Extracted text:
The Banner That Warns But Never Blocks: tribal knowledge that reaches the console without standing in the way¶
Every beamline runs on a second body of knowledge that never made it into a manual. The Aerotech rotary stage at 2-BM misses its index pulse on the first home after a power cycle, so you home it, wait five seconds, and home it again. After the hexapod controller reboots, every axis comes back correctly except Y, whose dial resets to zero while the encoder still reads 350, and if you command a Y move before fixing it by hand you earn a drive error and another reboot. None of this is a fault. None of it is in the vendor documentation. It is the stuff the last shift learned the hard way, and it usually lives in a sticky note on a monitor, a thread in a chat channel, or the head of whoever happens to be on shift. Which means that on the night the right person is not on shift, it does not exist at all.

Recorded information:
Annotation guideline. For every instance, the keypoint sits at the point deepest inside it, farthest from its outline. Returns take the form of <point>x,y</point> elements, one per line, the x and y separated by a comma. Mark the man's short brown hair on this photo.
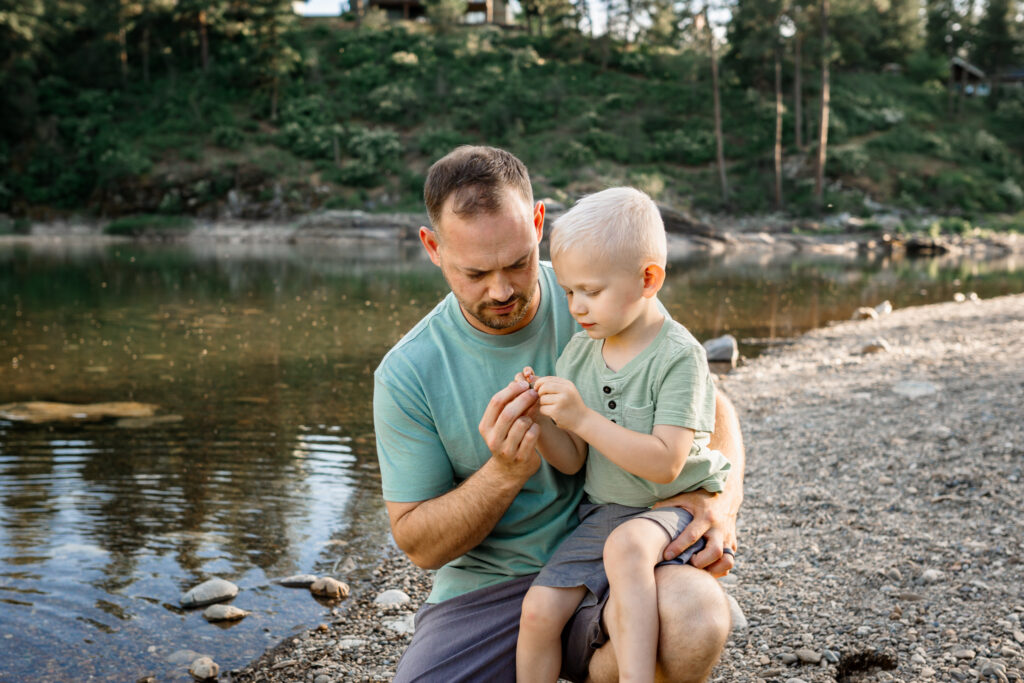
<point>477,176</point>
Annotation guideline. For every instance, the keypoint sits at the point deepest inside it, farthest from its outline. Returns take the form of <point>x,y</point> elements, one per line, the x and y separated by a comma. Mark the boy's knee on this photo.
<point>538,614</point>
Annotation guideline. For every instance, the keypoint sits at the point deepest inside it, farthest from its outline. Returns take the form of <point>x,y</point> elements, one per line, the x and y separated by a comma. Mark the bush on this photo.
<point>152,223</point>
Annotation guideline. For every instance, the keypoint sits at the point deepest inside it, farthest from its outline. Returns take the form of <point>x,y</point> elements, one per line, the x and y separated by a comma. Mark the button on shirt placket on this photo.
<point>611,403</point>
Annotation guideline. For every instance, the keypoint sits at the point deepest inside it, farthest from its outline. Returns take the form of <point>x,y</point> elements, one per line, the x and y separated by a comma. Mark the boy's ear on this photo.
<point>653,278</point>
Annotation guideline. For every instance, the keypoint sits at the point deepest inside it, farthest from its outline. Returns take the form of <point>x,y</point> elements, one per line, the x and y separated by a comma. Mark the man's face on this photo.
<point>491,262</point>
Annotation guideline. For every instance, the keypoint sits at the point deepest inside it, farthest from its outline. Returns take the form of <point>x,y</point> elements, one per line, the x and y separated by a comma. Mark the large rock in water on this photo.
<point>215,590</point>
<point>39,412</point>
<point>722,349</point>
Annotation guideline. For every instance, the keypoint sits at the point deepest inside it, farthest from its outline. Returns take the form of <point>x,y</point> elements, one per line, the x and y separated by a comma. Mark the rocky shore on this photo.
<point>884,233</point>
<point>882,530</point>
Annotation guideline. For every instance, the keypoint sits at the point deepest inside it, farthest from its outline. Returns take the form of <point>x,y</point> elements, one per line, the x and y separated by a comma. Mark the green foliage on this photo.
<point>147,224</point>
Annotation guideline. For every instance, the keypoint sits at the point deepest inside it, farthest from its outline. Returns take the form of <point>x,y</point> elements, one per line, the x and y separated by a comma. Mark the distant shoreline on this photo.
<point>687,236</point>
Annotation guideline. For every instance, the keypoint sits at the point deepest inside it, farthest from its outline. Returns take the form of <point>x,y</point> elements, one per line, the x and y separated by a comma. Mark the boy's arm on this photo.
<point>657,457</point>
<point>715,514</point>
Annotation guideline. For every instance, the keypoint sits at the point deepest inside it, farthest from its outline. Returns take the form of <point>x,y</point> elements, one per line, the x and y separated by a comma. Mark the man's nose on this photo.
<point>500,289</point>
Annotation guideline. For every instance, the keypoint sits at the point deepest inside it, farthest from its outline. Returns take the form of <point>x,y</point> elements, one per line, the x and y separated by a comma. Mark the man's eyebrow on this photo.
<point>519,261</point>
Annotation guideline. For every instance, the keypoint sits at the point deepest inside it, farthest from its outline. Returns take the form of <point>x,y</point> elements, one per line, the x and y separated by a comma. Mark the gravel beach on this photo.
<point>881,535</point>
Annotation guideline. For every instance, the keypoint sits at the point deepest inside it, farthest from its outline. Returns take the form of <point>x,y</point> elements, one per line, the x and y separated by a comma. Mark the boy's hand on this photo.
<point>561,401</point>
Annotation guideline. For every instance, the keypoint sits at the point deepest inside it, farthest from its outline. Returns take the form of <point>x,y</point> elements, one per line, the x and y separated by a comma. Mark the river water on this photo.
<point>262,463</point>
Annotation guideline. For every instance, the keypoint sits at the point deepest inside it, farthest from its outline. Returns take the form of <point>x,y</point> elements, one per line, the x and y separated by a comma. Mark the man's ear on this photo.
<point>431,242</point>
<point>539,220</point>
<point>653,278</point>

Required work:
The text about tribal knowledge at the beamline names places where such knowledge usually lives. List all of them.

Expected output:
- a sticky note on a monitor
- a thread in a chat channel
- the head of whoever happens to be on shift